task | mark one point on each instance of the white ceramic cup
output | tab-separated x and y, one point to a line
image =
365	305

--

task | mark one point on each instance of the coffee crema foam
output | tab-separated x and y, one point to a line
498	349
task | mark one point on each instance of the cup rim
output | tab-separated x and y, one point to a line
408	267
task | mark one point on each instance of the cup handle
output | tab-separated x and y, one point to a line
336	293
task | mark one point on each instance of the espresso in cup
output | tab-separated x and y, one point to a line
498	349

Required work: Pick out each line of the data above that contains the string "instance", and copy those lines.

Result:
task | mark one point on each instance of the white ceramic cup
task | mark one point on each instance of the coffee crema foam
task | mark one point on each instance of the cup rim
task | mark one point on each instance of the cup handle
task | mark one point on each instance of the espresso in cup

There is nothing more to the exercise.